-- BEGIN PAGE EXCERPT --
Washington -- California's state Republican chairman threw his party's all-out support behind the effort to recall Gov. Gray Davis for the first time on Wednesday and said party leaders will try to get all but one of the potential GOP candidates for governor to stand aside.

Duf Sundheim of Palo Alto expressed confidence that the recall will qualify for the ballot and that voters will recall Davis. Although his party has several attractive candidates to replace Davis, Sundheim said, too many GOP contenders could help him survive a recall or elect a Democrat to replace him.

"We'll sit down with the candidates and come up with a viable strategy that makes sense," Sundheim told California reporters in Washington. "If we could agree on one candidate, it would be optimal."

"We will work actively to get out the vote," Sundheim said in the party's clearest indication yet of all-out support for the recall effort. The party had endorsed the gathering of recall petition signatures, but Sundheim and many GOP leaders had kept the recall at arm's length.

The effort to put the recall on the ballot has been fueled by Rep. Darrell Issa, R-Vista (San Diego County), who has spent about $1.28 million of his own money to finance the signature-gathering effort.

Sundheim's comments are likely to intensify the criticism of the recall from Democrats, who have attacked it as a purely partisan effort by Republicans upset they were defeated last November by Davis and every other Democratic candidate for statewide office.

Davis, who has sounded increasingly resigned to facing a recall, pursued that argument Wednesday, telling KGO Radio the recall is an "effort by the right wing to overthrow the legitimate results of an election last November."
-- END PAGE EXCERPT --
-- BEGIN DATA EXTRACT --
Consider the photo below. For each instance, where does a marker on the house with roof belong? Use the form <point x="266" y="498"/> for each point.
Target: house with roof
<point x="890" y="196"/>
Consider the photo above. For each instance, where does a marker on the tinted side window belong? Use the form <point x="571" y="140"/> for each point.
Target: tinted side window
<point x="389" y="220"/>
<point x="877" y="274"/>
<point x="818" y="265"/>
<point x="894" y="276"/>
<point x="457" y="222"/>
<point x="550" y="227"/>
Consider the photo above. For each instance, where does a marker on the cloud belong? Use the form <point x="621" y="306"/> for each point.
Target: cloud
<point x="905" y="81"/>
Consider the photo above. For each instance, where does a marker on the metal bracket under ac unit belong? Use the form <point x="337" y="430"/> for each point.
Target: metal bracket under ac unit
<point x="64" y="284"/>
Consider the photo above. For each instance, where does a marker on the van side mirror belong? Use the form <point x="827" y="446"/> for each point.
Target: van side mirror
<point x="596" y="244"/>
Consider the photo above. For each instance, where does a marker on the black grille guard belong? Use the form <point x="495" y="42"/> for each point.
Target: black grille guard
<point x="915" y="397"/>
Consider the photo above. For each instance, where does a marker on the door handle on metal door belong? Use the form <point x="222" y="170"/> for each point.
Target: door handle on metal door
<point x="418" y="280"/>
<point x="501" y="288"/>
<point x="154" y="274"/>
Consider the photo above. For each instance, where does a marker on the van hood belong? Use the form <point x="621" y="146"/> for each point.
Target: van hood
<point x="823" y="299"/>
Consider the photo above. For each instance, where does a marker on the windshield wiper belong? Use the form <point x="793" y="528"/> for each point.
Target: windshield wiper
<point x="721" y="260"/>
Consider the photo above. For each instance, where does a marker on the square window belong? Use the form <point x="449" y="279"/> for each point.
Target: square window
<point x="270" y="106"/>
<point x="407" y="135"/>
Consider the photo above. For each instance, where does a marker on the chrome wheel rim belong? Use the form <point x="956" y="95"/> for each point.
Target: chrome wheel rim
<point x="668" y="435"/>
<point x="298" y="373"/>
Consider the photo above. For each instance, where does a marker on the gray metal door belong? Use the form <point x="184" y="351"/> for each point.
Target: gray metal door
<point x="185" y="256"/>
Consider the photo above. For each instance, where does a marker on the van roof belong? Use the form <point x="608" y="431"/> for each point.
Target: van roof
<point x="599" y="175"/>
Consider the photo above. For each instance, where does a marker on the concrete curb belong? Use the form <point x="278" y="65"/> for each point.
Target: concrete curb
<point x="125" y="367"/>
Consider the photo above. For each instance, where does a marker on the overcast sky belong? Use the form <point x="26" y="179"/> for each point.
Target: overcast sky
-- END DATA EXTRACT --
_STATED GOAL 1_:
List every person named in the article about the Gray Davis recall.
_STATED GOAL 2_:
Write the next part of the article about the Gray Davis recall, picking up after its final sentence.

_TASK ANSWER 1_:
Gray Davis, Duf Sundheim, Darrell Issa

_TASK ANSWER 2_:
Still, the governor added, "I don't fear it. I've been elected five times statewide."

SUNDHEIM ATTACKS DAVIS But Sundheim was blunt on Wednesday in attacking Davis, saying California "can't afford three more years of this person."

"We've had five years of mismanagement, increased deficits, increased taxes and broken promises," he said.

Sundheim said the recall is a legitimate expression of the voters' anger because the governor "misrepresented the size and scope" of the $38 billion state budget deficit.

Sundheim said private donors have already paid for the party to hold two focus groups with voters to gauge their support for a recall and their attitudes toward Davis and the Democrat-controlled Legislature.

"The story from those people is a fundamental thing. . . . People are fed up with what's going on California," he said. "It's unlike anything I've seen in California since Proposition 13," the anti-tax measure that passed in 1978.

Recall proponents said they have gathered at least 1.2 million valid signatures -- many more than the 897,158 needed to make the ballot. County and state elections officials are reviewing the signatures to decide whether the recall has qualified.

Issa has already declared his candidacy for governor. Movie star Arnold Schwarzenegger is mulling a run, as is the party's unsuccessful 2002 candidate for governor, Bill Simon, former Los Angeles Mayor Richard Riordan and state Sen. Tom McClintock, R-Thousand Oaks (Ventura County).

Sundheim said factors for the party and the candidates to consider include name recognition, proven leadership and their ability to pay for their campaigns. If a recall makes the ballot, there won't be party primaries to narrow the field, and the Republicans don't plan a convention to hold a straw poll.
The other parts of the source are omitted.